* **TASK STATEMENT**:
Copy every entry below, exactly and in full.
◆ ◆ ◆ ◆ ◆ ◆ ◆
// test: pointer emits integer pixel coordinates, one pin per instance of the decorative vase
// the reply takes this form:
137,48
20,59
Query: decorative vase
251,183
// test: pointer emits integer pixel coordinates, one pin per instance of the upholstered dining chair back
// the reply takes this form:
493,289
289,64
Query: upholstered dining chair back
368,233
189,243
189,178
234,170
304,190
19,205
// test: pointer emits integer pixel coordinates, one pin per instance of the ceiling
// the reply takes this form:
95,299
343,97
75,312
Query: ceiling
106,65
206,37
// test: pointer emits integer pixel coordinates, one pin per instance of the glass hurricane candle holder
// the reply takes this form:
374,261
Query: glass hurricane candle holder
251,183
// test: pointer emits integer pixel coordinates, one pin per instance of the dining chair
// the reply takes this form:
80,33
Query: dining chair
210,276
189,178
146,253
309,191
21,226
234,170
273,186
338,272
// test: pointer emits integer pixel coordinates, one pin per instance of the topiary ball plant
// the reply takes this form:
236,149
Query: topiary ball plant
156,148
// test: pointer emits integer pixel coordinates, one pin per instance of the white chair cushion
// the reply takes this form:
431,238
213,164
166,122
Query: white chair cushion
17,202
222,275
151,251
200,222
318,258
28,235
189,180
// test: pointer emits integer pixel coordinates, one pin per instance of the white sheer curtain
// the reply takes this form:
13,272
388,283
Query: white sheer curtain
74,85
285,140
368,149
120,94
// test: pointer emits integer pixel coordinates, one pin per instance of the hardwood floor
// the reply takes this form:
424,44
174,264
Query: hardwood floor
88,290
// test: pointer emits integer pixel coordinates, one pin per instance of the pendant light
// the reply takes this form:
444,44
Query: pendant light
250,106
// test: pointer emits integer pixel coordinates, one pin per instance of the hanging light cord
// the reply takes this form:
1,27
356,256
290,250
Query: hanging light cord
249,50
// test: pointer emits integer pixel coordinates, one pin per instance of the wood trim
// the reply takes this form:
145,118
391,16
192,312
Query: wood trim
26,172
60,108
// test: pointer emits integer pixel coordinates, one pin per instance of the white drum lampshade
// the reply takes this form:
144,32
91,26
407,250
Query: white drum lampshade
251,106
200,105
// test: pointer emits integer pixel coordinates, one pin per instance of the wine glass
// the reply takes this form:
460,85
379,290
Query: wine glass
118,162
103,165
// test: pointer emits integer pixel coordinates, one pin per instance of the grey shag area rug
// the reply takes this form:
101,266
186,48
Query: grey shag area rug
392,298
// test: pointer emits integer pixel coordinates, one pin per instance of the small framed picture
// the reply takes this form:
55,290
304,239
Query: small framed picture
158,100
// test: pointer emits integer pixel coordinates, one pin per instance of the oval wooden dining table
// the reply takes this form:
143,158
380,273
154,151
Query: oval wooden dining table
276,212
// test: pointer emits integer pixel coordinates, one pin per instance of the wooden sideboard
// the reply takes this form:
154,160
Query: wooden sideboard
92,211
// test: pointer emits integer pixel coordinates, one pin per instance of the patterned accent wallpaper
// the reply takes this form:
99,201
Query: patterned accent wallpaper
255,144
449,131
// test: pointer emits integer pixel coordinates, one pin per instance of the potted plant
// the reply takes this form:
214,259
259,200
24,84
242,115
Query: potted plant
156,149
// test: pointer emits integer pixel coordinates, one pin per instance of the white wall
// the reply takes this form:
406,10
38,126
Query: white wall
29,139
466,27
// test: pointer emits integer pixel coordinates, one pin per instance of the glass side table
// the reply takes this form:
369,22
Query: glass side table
◆ ◆ ◆ ◆ ◆ ◆ ◆
* **RESPONSE BOX**:
// test: pointer emits integer pixel coordinates, one pin per instance of the decorative vase
// the reply takes this form:
137,48
20,59
Query: decorative vase
251,183
// test: pointer emits integer pixel coordinates, one pin per instance of the upholstered dining chair back
// the reply takes this form:
493,289
289,64
Query: upholstered dining chair back
368,233
189,243
189,178
234,170
304,190
19,205
// test: pointer emits integer pixel coordinates, one pin per instance of the ceiling
// the reply takes this form:
95,299
343,97
75,312
Query: ceiling
106,65
206,37
// test: pointer emits integer pixel coordinates, one pin per instance of the glass hurricane candle holder
// the reply takes this form:
374,261
Query: glass hurricane candle holder
251,183
// test: pointer emits integer pixel coordinates, one pin per instance of the dining chair
// the reply takes this form:
80,33
Query: dining chair
210,276
189,178
146,253
309,191
21,226
234,170
273,186
338,272
// test: pointer emits integer pixel coordinates, one pin per instance of the topiary ball plant
// the reply takes this form:
236,149
Query: topiary ball plant
156,148
// test: pointer emits integer pixel coordinates, one pin per instance of the white chair cushion
// the reply takes this form:
431,238
213,164
166,122
Query: white chair cushion
17,202
222,275
151,251
200,222
318,258
28,235
189,180
// test: pointer emits integer pixel coordinates, one pin per instance of the white sheer curtain
// the reply takes this form:
13,272
388,283
Query: white sheer curtain
74,85
285,140
368,149
120,94
// test: pointer emits integer pixel coordinates, one pin per instance of the hardwood floor
// the reply takes this form:
424,44
174,264
Query: hardwood floor
88,290
// test: pointer emits integer pixel coordinates, one pin per instance of the pendant light
// the reply takes this form:
444,44
Query: pendant light
250,106
// test: pointer emits integer pixel coordinates, one pin per instance of the hanging light cord
// the reply takes this form:
1,27
356,256
290,250
Query: hanging light cord
249,50
// test: pointer emits integer pixel coordinates, one pin per instance of the wood trim
// the reply takes this form:
145,118
391,16
192,312
Query: wood trim
26,172
60,108
// test: pointer emits integer pixel coordinates, one pin per instance of the white drum lampshade
// the reply takes this form:
144,32
91,26
407,250
Query: white drum lampshade
251,106
200,105
// test: pointer emits integer pixel coordinates, one pin per instance of the wine glass
// the reply takes this form:
460,85
379,290
Query: wine glass
118,162
103,165
// test: pointer emits integer pixel coordinates, one pin per instance of the grey shag area rug
// the reply takes this form:
101,266
186,48
Query: grey shag area rug
392,298
// test: pointer emits integer pixel coordinates, one pin per instance of the small framed picture
// the reply takes this form:
55,290
304,239
Query: small framed picture
158,100
// test: pointer emits integer pixel coordinates, one pin per instance of the oval wooden dining table
// the reply takes this form:
143,158
380,273
154,151
Query: oval wooden dining table
276,212
// test: pointer emits integer pixel coordinates, one pin per instance of the wooden sideboard
// the reply takes this form:
154,160
Query: wooden sideboard
92,211
// test: pointer emits integer pixel coordinates, one pin per instance of the patterned accent wallpaper
// the reply takes this form:
99,201
Query: patterned accent wallpaper
255,144
449,131
// test: pointer emits integer pixel coordinates, one pin per instance of the potted plant
// the reply takes this form:
214,259
259,200
24,84
242,115
Query: potted plant
156,149
// test: pointer emits integer pixel coordinates, one pin per instance of the white wall
// the reply takes this form:
406,10
38,126
Query: white wall
29,139
466,27
// test: pointer emits integer pixel coordinates, one pin per instance of the glass side table
// the reply takes this form:
369,22
Query: glass side table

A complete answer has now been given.